# PASSAGE PROVIDED start

PHILOSOPHICAL REVIEW.


KNOWLEDGE AND LIFE.

UNDER the title Erkennen und Leben[1] I have recently published a book which I should like briefly to introduce to my American colleagues and friends. This can best be done, I think, by sketching the plan of the investigation, and indicating as clearly as possible the way in which it is carried out. The book was originally intended to form part of a larger work. It was primarily personal reasons especially my present stay in America which determined me to publish this introductory part of the work separately. But from the point of view of the subject matter treated it seemed also desirable to define the direction which an investigation of fundamental principles should take, before attempting to carry out the work in detail. On account of the confusion and the great differences of opinion at present prevailing in regard to the theory of knowledge, it was necessary that a critical analysis of the main movements of the time should form a principal part of the undertaking. It is not, however, necessary that such a criticism should yield only negative results: it may also serve as a point of departure for the erection of a positive theory.

# PASSAGE PROVIDED end

TASKS ▸
- 1) Decide whether each statement agrees with the passage on knowledge and life, answering yes or no and quoting the words that settle it: (a) The book was first meant to belong to a larger work. (b) The author chose to publish the introductory part separately mainly because of its subject matter. (c) A criticism of the main movements of the time can give only negative results.
- 2) Extend the passage on knowledge and life, starting after its last sentence.
The listing after this point is separate material and not part of the passage on knowledge and life.

# LISTING start

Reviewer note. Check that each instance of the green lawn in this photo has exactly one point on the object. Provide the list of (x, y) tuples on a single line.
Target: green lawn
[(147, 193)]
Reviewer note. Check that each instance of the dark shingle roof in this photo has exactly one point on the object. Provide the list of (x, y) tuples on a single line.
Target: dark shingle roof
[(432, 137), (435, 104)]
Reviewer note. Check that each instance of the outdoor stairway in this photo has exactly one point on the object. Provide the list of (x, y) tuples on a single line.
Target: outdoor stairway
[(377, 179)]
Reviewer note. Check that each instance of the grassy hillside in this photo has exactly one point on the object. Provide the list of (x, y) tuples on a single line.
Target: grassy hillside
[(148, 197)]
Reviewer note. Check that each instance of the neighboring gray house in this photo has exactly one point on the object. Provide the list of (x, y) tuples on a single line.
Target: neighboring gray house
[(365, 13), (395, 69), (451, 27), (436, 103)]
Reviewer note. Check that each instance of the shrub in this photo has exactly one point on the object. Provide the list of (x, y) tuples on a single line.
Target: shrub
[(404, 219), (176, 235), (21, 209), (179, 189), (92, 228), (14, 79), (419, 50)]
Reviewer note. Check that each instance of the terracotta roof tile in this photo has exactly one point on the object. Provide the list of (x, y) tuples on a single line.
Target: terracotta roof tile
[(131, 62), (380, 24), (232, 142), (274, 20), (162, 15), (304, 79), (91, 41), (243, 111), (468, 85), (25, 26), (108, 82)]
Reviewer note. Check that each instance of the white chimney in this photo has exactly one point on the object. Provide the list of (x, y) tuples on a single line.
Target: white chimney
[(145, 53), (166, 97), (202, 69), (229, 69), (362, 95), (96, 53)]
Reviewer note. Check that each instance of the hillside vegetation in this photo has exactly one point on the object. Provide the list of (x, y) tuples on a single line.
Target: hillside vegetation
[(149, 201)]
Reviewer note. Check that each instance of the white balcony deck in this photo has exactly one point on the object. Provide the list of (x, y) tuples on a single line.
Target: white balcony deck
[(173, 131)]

# LISTING end

RESPONSES TO THE EXERCISE ▸
- 1)
(a) Yes: "The book was originally intended to form part of a larger work."
(b) No: "It was primarily personal reasons especially my present stay in America which determined me to publish this introductory part of the work separately."
(c) No: "It is not, however, necessary that such a criticism should yield only negative results"

- 2)
Attempts to attain a knowledge of reality may be classified under two main heads: First, such a knowledge is supposed to result from the activity of the peculiar power of the intellect; second, knowledge is construed in terms of life, and in terms of the relations which thought bears to life as instrumental to the purposes of the latter. It is clear that knowledge gained by either one of these methods is very different from that obtained through the other.

  1. Erkennen und Leben, Leipzig, Quelle und Meyer, pp. v, 165. An English translation will shortly appear from the press of Williams and Norgate.